======== Record list ========

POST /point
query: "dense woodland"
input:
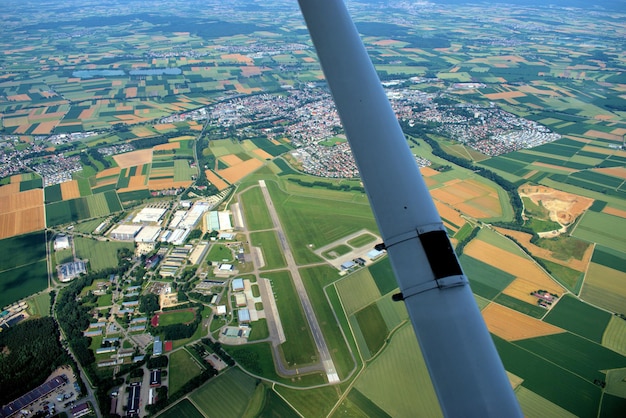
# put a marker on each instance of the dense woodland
(29, 353)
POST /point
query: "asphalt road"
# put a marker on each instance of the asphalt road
(316, 331)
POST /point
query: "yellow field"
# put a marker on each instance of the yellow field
(132, 158)
(231, 160)
(9, 189)
(513, 325)
(614, 211)
(505, 95)
(161, 184)
(263, 154)
(69, 190)
(21, 213)
(215, 180)
(168, 146)
(239, 171)
(470, 197)
(108, 172)
(529, 275)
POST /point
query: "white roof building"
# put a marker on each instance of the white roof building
(149, 215)
(148, 234)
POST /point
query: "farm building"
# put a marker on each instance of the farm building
(237, 285)
(62, 242)
(149, 215)
(125, 232)
(68, 271)
(148, 234)
(244, 316)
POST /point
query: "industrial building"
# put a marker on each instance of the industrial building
(68, 271)
(62, 242)
(125, 232)
(149, 215)
(148, 234)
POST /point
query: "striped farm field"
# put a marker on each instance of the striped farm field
(614, 336)
(69, 190)
(393, 377)
(512, 325)
(9, 189)
(132, 158)
(535, 406)
(605, 287)
(168, 146)
(239, 171)
(231, 160)
(215, 180)
(109, 172)
(21, 213)
(263, 154)
(531, 275)
(357, 291)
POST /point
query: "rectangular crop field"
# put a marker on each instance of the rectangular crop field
(559, 386)
(183, 409)
(255, 211)
(604, 229)
(579, 317)
(393, 377)
(299, 348)
(226, 395)
(21, 282)
(357, 291)
(605, 287)
(513, 325)
(272, 253)
(101, 254)
(182, 368)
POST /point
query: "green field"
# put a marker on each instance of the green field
(327, 220)
(603, 229)
(182, 409)
(383, 275)
(315, 280)
(255, 211)
(101, 254)
(23, 267)
(226, 395)
(299, 349)
(572, 392)
(357, 291)
(182, 368)
(267, 241)
(92, 206)
(176, 317)
(580, 318)
(393, 377)
(373, 327)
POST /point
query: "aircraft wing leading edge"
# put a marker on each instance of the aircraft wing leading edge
(464, 366)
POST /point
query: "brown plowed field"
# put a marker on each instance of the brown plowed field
(69, 190)
(518, 266)
(9, 189)
(132, 158)
(524, 239)
(215, 180)
(564, 207)
(236, 173)
(512, 325)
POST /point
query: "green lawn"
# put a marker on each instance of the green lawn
(182, 368)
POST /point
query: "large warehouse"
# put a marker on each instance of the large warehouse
(125, 232)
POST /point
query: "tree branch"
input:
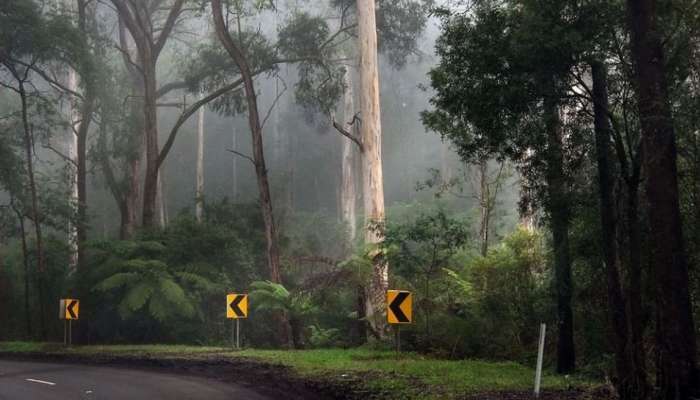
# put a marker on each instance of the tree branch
(247, 157)
(188, 113)
(347, 134)
(168, 28)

========

## Directive:
Reproduce the data word for word, excluding its pictures.

## Response to this exercise:
POST /point
query: "dense woodland"
input:
# put a marker on each instance of the dense woodland
(29, 353)
POST /point
query: "asphalt road"
# put a marker on each instance of the asphalt road
(316, 331)
POST /point
query: "yellow field"
# put a marker on each instance of the yellow field
(132, 158)
(231, 160)
(9, 189)
(513, 325)
(614, 211)
(505, 95)
(161, 184)
(263, 154)
(69, 190)
(21, 213)
(215, 180)
(168, 146)
(239, 171)
(470, 197)
(108, 172)
(529, 275)
POST /point
query: "white roof building"
# put a marker on each instance of the white roof building
(149, 215)
(148, 234)
POST /point
query: "farm building"
# put a marker on each instance of the farm building
(237, 285)
(62, 242)
(149, 215)
(125, 232)
(68, 271)
(148, 234)
(244, 316)
POST /point
query: "industrial building"
# put a marker on each instance of the industrial building
(68, 271)
(62, 242)
(125, 232)
(149, 215)
(148, 234)
POST /point
query: "striped farm field"
# put a marker on each instance of the striped farm field
(614, 336)
(69, 190)
(393, 377)
(512, 325)
(9, 189)
(132, 158)
(535, 406)
(605, 287)
(168, 146)
(239, 171)
(231, 160)
(215, 180)
(109, 172)
(21, 213)
(263, 154)
(531, 275)
(357, 291)
POST /point
query: "rectangular crop field"
# put a marker on each instance of the rectangular crop field
(559, 386)
(183, 409)
(255, 211)
(604, 229)
(579, 317)
(393, 377)
(299, 348)
(226, 395)
(21, 282)
(357, 291)
(605, 287)
(513, 325)
(272, 253)
(101, 254)
(182, 368)
POST /point
query: "green field"
# put a marker on each instance of the green field
(327, 220)
(603, 229)
(182, 409)
(383, 275)
(315, 280)
(255, 211)
(101, 254)
(23, 267)
(226, 395)
(299, 349)
(572, 392)
(357, 291)
(182, 368)
(267, 241)
(92, 206)
(176, 317)
(580, 318)
(393, 377)
(373, 327)
POST /point
query: "aircraft wing leading edge"
# put a marker on each instance of the aircraft wing leading edge
(464, 366)
POST /point
query: "brown plowed field"
# put a marker on each instance of the brown plowed field
(69, 190)
(518, 266)
(9, 189)
(132, 158)
(524, 239)
(215, 180)
(564, 207)
(236, 173)
(512, 325)
POST /point
query: "green lawn"
# put a marker on each instance of the green lawn
(182, 368)
POST /point
query: "large warehouse"
# put a marker on each instance of the large warehouse
(125, 232)
POST /point
query: "tree branch"
input:
# put a marker on each instance of the tree branch
(247, 157)
(188, 113)
(347, 134)
(168, 28)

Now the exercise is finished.